Data entries:
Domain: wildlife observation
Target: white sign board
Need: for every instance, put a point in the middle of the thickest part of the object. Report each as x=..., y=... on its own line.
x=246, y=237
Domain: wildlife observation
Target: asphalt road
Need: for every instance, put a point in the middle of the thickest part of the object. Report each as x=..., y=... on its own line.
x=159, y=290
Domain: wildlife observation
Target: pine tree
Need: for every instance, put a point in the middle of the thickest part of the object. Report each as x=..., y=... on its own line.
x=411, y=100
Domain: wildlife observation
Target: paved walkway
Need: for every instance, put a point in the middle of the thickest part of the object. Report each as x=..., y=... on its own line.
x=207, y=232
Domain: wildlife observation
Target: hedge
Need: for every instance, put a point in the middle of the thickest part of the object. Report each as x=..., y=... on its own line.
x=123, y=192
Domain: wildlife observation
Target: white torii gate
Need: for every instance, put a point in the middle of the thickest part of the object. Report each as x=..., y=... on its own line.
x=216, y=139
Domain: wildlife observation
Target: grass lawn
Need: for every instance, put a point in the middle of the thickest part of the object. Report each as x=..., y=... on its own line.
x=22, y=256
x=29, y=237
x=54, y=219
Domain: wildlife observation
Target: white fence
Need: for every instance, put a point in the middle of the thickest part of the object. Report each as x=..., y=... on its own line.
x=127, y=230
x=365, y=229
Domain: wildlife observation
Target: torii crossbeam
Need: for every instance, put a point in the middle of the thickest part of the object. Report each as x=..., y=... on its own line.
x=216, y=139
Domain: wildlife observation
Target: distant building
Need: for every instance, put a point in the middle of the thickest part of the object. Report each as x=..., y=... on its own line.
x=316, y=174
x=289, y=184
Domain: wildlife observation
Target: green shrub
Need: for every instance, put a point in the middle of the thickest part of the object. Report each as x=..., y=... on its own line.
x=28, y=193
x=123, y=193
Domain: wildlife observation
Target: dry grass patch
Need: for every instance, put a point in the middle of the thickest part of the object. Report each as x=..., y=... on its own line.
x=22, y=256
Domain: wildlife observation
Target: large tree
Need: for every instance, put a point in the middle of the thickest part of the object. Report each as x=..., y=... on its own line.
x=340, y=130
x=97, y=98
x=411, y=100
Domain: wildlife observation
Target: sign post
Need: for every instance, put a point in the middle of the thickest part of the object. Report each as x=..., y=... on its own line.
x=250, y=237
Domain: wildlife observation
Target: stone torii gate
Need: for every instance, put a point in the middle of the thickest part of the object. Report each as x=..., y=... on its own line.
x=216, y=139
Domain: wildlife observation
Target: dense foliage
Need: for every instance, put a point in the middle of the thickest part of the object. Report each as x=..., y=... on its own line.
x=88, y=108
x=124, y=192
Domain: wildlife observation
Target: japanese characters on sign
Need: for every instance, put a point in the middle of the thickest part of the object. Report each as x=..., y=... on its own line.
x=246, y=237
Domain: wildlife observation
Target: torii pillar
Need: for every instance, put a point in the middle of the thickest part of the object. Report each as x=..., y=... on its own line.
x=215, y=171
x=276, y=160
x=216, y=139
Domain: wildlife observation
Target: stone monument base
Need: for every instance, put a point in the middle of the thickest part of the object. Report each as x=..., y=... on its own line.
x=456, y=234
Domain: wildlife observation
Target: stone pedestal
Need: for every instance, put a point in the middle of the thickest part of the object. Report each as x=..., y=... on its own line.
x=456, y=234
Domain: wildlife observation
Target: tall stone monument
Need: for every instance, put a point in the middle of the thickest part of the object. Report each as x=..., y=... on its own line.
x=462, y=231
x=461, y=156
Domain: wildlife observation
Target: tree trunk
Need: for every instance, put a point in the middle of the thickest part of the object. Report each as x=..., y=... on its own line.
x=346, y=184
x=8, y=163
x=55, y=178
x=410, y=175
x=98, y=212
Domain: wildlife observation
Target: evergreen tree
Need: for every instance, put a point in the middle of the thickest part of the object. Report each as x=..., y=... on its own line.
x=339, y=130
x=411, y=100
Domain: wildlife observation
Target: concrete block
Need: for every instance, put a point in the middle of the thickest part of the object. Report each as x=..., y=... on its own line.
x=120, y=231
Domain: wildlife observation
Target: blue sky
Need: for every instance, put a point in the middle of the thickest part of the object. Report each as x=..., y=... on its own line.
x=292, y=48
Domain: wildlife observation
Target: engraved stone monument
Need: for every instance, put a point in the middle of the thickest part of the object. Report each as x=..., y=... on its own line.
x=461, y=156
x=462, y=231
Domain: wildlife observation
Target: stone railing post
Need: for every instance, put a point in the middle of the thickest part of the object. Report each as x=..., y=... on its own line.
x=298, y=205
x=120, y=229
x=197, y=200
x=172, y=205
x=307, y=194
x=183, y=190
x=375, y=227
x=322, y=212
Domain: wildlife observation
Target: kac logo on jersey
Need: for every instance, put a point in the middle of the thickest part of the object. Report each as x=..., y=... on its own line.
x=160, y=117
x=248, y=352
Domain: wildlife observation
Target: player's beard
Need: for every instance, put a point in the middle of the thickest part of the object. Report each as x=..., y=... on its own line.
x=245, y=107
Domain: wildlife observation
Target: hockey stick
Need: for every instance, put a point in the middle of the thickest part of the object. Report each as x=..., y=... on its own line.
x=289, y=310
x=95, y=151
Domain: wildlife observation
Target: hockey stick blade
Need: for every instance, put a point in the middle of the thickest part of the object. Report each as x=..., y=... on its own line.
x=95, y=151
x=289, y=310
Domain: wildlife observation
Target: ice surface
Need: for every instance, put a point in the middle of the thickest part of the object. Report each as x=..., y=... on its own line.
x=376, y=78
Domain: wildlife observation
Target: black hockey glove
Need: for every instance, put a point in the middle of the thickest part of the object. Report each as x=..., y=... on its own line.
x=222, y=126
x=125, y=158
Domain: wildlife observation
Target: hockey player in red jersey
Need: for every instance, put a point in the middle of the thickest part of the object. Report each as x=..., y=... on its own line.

THE PROBLEM: Every entry above should be duplicated exactly.

RESULT OF THE EXERCISE:
Domain: wildlife observation
Target: white sign board
Need: for every instance, put a point in the middle of the thickest part of the object. Report each as x=..., y=... on its own line.
x=246, y=237
Domain: wildlife observation
Target: asphalt road
Need: for every instance, put a point in the middle of the thickest part of the object. Report each as x=..., y=... on its own line.
x=159, y=290
Domain: wildlife observation
Target: pine tree
Need: for every instance, put a point in the middle of the thickest part of the object. Report each as x=..., y=... on its own line.
x=411, y=100
Domain: wildlife observation
Target: paved walkway
Need: for every instance, put a point in the middle of the thickest part of the object. Report each as x=..., y=... on its own line.
x=207, y=232
Domain: wildlife observation
Target: hedge
Need: for every instance, put a point in the middle of the thickest part of the object. Report each as x=..., y=... on its own line.
x=123, y=192
Domain: wildlife observation
Target: white torii gate
Need: for every instance, put a point in the middle of the thickest part of the object. Report each as x=..., y=... on its own line.
x=216, y=139
Domain: wildlife observation
Target: grass lawn
Need: for every instance, put a point in the middle of the thickest part of the object. Report each as x=..., y=... on its own line.
x=22, y=256
x=29, y=237
x=54, y=219
Domain: wildlife observation
Target: white fence
Need: for every instance, put a point in the middle of the thickest part of the object. Report each as x=..., y=... on its own line.
x=127, y=230
x=365, y=229
Domain: wildlife observation
Target: torii crossbeam
Need: for every instance, put a point in the middle of the thickest part of the object. Report each as x=..., y=... on its own line.
x=216, y=139
Domain: wildlife observation
Target: distant building
Need: for every instance, put a point in the middle of the thickest part of the object. Report each as x=..., y=... on its own line.
x=316, y=174
x=289, y=184
Domain: wildlife observation
Target: green shrub
Need: for every instance, put a point in the middle of the thickest part of the object. Report each as x=..., y=... on its own line.
x=28, y=193
x=123, y=193
Domain: wildlife observation
Target: dry grass patch
Need: for every instance, put a point in the middle of the thickest part of the object. Report each as x=..., y=... on its own line.
x=22, y=256
Domain: wildlife observation
Target: large tree
Need: for every instance, put a point in the middle of the thickest part of the object. Report each as x=..., y=... on its own line.
x=340, y=130
x=97, y=98
x=411, y=100
Domain: wildlife observation
Target: sign post
Need: for every instance, put a point in the middle of the thickest part of the object. Report each as x=..., y=... on its own line.
x=250, y=237
Domain: wildlife observation
Target: stone torii gate
Need: for every instance, put a point in the middle of the thickest part of the object. Report each as x=..., y=... on its own line.
x=216, y=139
Domain: wildlife observation
Target: dense foliage
Need: for every instance, put a point in the middle of the thickest part of the object. Report each as x=..., y=... on its own line.
x=88, y=108
x=124, y=192
Domain: wildlife observation
Target: japanese characters on sign
Need: for every instance, put a point in the middle of the thickest part of the object. Report each as x=..., y=... on its own line.
x=246, y=237
Domain: wildlife observation
Target: torii pillar
Need: for every instance, put a point in the middle of the thickest part of the object. Report each as x=..., y=... on its own line.
x=215, y=171
x=276, y=160
x=216, y=139
Domain: wildlife observation
Target: stone monument base
Need: for every instance, put a point in the middle of the thickest part of the object. Report each as x=..., y=... on its own line.
x=456, y=234
Domain: wildlife observation
Target: stone pedestal
Need: for every instance, put a point in the middle of the thickest part of the object. Report each as x=..., y=... on its own line.
x=456, y=234
Domain: wildlife observation
Target: tall stone monument
Need: for every instance, put a point in the middle of the thickest part of the object. Report each as x=..., y=... on its own line.
x=462, y=231
x=461, y=156
Domain: wildlife observation
Target: tree trunk
Need: for every instance, put a point in the middle of the thickest part of the object. Report each as x=..., y=... on its own line.
x=346, y=184
x=8, y=163
x=55, y=178
x=410, y=175
x=98, y=212
Domain: wildlife observation
Target: evergreen tree
Need: for every instance, put a point in the middle of the thickest part of the object. Report each as x=..., y=... on its own line.
x=339, y=130
x=411, y=100
Domain: wildlife observation
Target: concrete block
Need: for every instance, put a point in the middle of the thickest part of the object. Report each as x=..., y=... on its own line.
x=120, y=231
Domain: wildlife observation
Target: blue sky
Need: for every instance, put a point in the middle of the thickest part of the object. Report each as x=..., y=... on its own line.
x=292, y=48
Domain: wildlife observation
Target: engraved stone monument
Need: for every instance, put a point in the middle of the thickest part of the object. Report each as x=..., y=... on its own line.
x=461, y=156
x=462, y=231
Domain: wildlife observation
Target: stone railing post
Need: for every instance, put a point in the middle of the thickest part of the object. Report each as x=..., y=... on its own line.
x=298, y=205
x=120, y=229
x=197, y=200
x=172, y=205
x=307, y=194
x=183, y=190
x=375, y=227
x=322, y=212
Domain: wildlife observation
Target: kac logo on jersey
Need: for every instance, put a point in the middle of the thickest part of the object. Report each as x=..., y=... on its own line.
x=160, y=117
x=248, y=352
Domain: wildlife observation
Target: player's beard
Need: for every instance, put a point in the middle of the thickest part of the object. Report each as x=..., y=... on its own line.
x=245, y=107
Domain: wildlife observation
Target: hockey stick
Need: for every instance, put a point in the middle of the thickest part of the object. Report each as x=..., y=... on its own line.
x=289, y=310
x=95, y=151
Domain: wildlife observation
Target: hockey stick blade
Need: for every instance, put a point in the middle of the thickest part of the object. Report each as x=..., y=... on its own line.
x=95, y=151
x=289, y=310
Domain: wildlife observation
Target: ice surface
Need: for every instance, put a point in the middle of the thickest part of the object. Report each as x=..., y=... on its own line.
x=376, y=78
Domain: wildlife observation
Target: black hockey glove
Need: for every instance, put a point in the middle of the thickest part of the object. Report each as x=..., y=... on its own line.
x=222, y=126
x=125, y=158
Domain: wildlife observation
Target: hockey player in red jersey
Need: for every instance, put a point in the middle of the thickest part of the object. Report each as x=..., y=... on its own line.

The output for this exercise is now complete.